STATED EXERCISE: Rewrite the records below, changing every "instance" to "object" and keeping everything else as it is. Leave the pictures out.

--- begin EXTRACTED DATA ---

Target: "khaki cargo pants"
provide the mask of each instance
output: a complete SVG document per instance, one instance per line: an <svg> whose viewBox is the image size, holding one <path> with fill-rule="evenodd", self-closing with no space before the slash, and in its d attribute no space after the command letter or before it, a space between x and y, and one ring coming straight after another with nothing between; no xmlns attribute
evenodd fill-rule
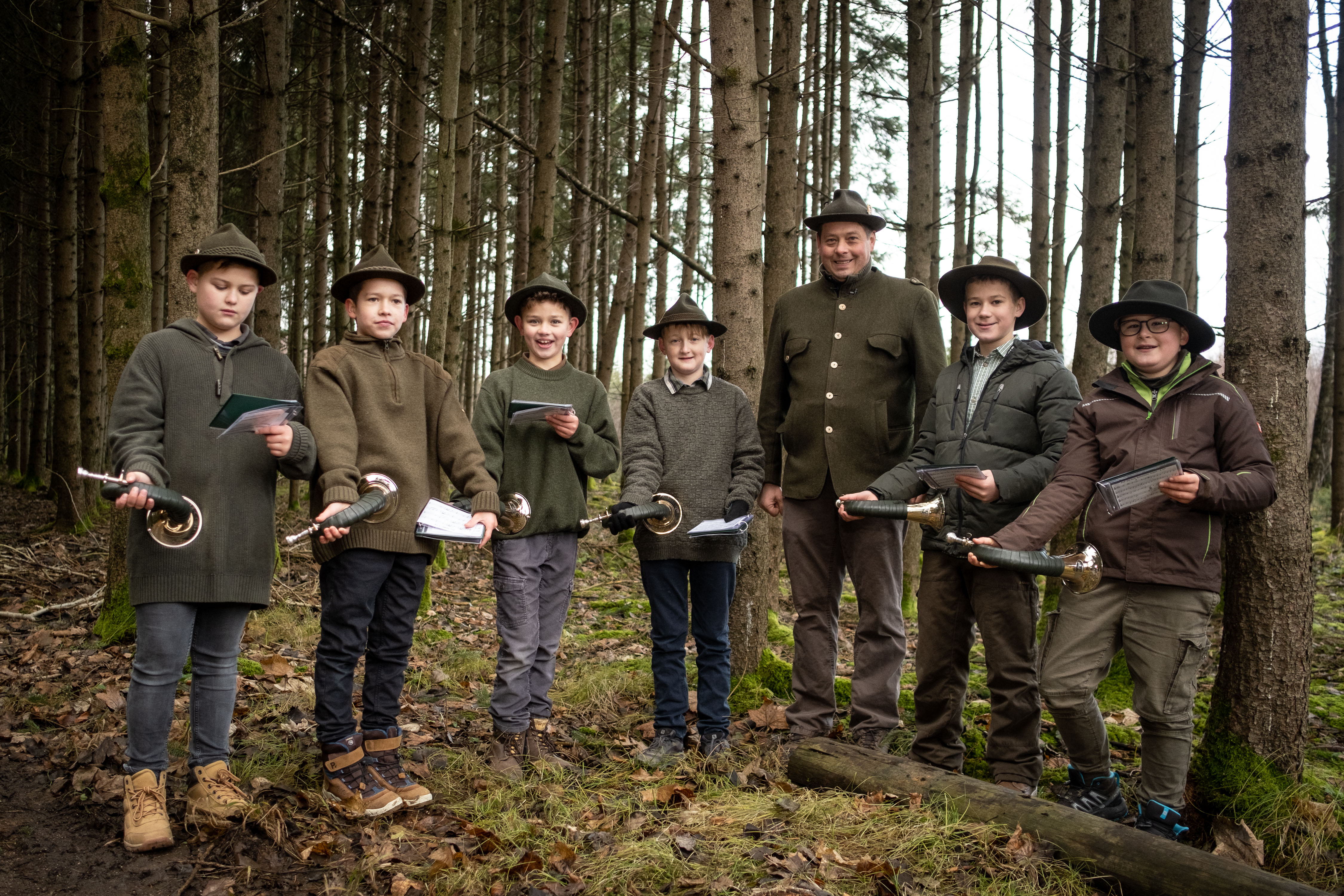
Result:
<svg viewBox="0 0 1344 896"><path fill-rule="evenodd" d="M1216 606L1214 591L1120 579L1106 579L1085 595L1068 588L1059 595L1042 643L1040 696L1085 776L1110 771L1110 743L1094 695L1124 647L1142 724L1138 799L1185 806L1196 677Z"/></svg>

--- end EXTRACTED DATA ---

RESULT FOR THIS TASK:
Target: "khaki cargo pants"
provide the mask of each object
output: a complete SVG document per object, one object per line: an <svg> whose viewBox is the image size, holding one <path> with fill-rule="evenodd", self-closing with no space before the slash, and in its d attribute no space after the command letter or before it, a space between x and y, and one ring coming straight after another with nothing between; no xmlns attribute
evenodd fill-rule
Result:
<svg viewBox="0 0 1344 896"><path fill-rule="evenodd" d="M1216 606L1214 591L1120 579L1106 579L1085 595L1068 588L1059 595L1042 643L1040 696L1085 776L1110 771L1110 743L1094 695L1124 647L1142 724L1138 799L1185 806L1196 677Z"/></svg>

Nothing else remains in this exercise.